WORK INSTRUCTION:
Your answer should consist only of the lines below from the one with "Where can the" through the one with "column 764, row 158", copied exactly.

DATA FOR REVIEW:

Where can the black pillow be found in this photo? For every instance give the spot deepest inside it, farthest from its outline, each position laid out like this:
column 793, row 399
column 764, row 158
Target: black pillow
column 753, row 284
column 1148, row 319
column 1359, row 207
* * *
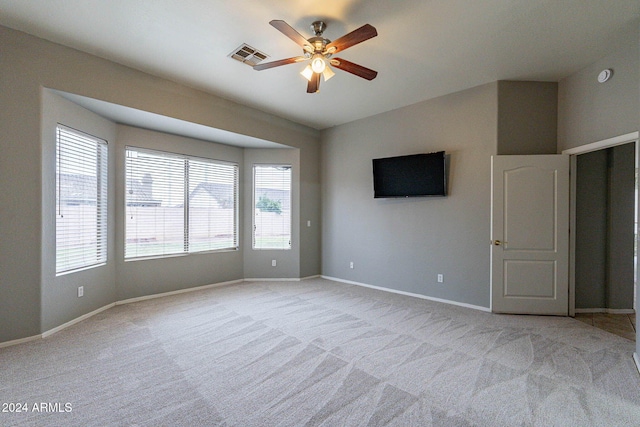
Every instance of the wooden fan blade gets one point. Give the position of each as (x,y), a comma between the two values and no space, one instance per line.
* * *
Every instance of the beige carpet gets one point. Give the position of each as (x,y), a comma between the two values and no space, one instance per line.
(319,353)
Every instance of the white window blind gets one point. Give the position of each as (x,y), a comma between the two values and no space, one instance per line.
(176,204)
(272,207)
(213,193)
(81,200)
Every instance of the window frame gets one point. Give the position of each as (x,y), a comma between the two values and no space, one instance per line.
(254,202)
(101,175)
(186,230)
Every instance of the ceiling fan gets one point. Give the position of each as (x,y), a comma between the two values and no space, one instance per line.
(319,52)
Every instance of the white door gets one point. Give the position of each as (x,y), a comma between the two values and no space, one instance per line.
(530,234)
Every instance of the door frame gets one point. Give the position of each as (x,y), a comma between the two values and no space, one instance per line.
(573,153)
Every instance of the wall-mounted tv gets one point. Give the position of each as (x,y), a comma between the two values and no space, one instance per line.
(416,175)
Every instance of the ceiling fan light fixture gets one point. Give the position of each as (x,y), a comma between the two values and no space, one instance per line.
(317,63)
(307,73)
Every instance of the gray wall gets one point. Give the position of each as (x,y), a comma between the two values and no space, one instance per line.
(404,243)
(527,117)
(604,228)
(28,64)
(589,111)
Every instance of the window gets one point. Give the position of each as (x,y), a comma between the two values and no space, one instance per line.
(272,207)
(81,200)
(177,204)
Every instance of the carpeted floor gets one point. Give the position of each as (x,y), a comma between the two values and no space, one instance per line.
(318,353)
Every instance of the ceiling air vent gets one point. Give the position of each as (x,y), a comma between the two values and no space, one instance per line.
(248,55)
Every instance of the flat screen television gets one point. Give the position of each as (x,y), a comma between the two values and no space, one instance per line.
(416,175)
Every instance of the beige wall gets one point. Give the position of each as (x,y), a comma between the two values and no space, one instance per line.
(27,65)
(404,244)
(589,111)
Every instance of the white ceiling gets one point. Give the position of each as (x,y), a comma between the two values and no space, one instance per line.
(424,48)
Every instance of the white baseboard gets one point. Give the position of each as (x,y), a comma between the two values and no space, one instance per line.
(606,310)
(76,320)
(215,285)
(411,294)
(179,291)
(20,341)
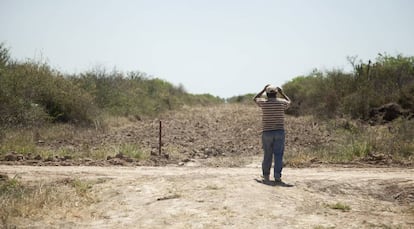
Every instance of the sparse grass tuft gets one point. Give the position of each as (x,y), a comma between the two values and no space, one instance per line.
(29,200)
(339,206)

EXERCISE ANSWER:
Where can the black pillow be found in this photo? For every instance give the spot deepest inside it, farthest from its outline, each position laid out like this:
column 793, row 399
column 764, row 158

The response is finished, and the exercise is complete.